Data section:
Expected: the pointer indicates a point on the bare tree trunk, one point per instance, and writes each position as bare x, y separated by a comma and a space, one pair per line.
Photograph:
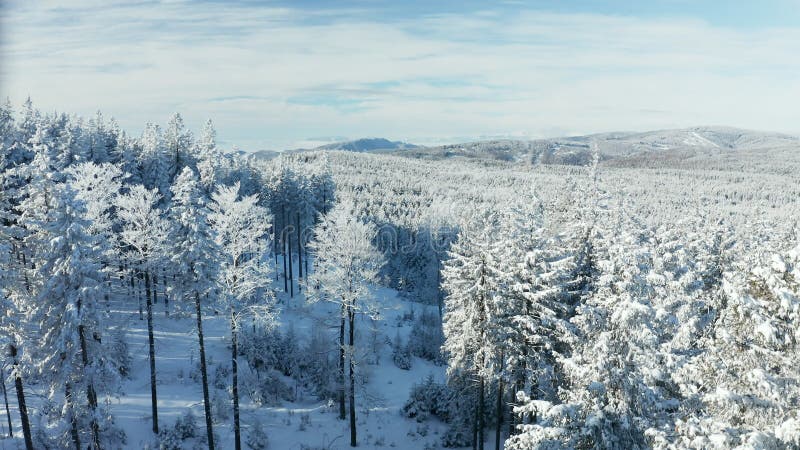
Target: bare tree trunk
154, 278
351, 315
481, 413
289, 252
341, 366
275, 248
204, 371
235, 385
299, 252
72, 419
91, 395
499, 428
138, 294
166, 297
475, 431
283, 250
5, 398
23, 408
152, 353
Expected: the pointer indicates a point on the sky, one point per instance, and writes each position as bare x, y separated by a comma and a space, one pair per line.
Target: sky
289, 74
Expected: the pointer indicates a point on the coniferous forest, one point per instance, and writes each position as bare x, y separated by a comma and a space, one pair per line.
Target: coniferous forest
159, 292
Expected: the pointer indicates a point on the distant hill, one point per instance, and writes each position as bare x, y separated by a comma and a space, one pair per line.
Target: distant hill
619, 148
368, 145
364, 145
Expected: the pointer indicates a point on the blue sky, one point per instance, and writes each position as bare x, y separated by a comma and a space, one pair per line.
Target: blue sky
284, 74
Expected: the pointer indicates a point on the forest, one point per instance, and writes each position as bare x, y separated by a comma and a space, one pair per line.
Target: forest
158, 291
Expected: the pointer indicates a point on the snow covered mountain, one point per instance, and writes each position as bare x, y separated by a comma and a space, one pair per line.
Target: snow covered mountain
368, 145
621, 147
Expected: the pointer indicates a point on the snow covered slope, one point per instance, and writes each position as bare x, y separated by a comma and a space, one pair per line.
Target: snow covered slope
618, 146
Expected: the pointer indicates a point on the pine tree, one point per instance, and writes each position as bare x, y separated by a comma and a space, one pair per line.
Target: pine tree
195, 258
70, 353
240, 226
347, 265
142, 239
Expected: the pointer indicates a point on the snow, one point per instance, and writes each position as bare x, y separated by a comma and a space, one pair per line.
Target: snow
176, 349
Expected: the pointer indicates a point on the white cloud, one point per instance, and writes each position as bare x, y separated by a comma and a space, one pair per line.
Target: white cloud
273, 76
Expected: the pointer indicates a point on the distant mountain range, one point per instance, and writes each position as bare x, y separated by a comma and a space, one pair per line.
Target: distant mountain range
617, 148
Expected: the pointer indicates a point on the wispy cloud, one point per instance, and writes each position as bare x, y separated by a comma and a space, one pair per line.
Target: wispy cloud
270, 76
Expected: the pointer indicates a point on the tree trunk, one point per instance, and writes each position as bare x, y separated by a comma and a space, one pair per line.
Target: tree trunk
72, 419
152, 353
166, 297
235, 383
481, 413
155, 287
475, 430
91, 395
351, 316
23, 408
499, 428
289, 251
138, 294
204, 371
283, 250
341, 366
299, 253
275, 248
5, 398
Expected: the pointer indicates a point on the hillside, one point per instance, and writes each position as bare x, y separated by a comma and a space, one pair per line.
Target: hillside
617, 148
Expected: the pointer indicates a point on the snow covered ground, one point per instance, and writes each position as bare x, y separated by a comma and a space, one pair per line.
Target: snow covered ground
307, 423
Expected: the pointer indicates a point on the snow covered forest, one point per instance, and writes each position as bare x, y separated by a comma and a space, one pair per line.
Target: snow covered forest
159, 292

About this task:
What you return must match, line for line, the data from the line containing "Expected: the pointer indicates a point on the hillside, one" to its end, both ends included.

Solution to the exercise:
Expected: the pointer indicates a point on the hillside, one point per instance, and writes each position as bare x, y separated by a comma and a space, one pair per line.
Target: hillside
617, 148
Expected: the pointer indicates a point on the snow covered ground, one point per instance, and writes each position as bare x, y separated by a comma and a space, one pair per line.
Target: snow covered ground
307, 423
Expected: the pointer indicates a point on the snow covered forest, one point per instance, and writes each position as bare x, y separated by a comma and a space, one pair per line.
Target: snow covered forest
159, 292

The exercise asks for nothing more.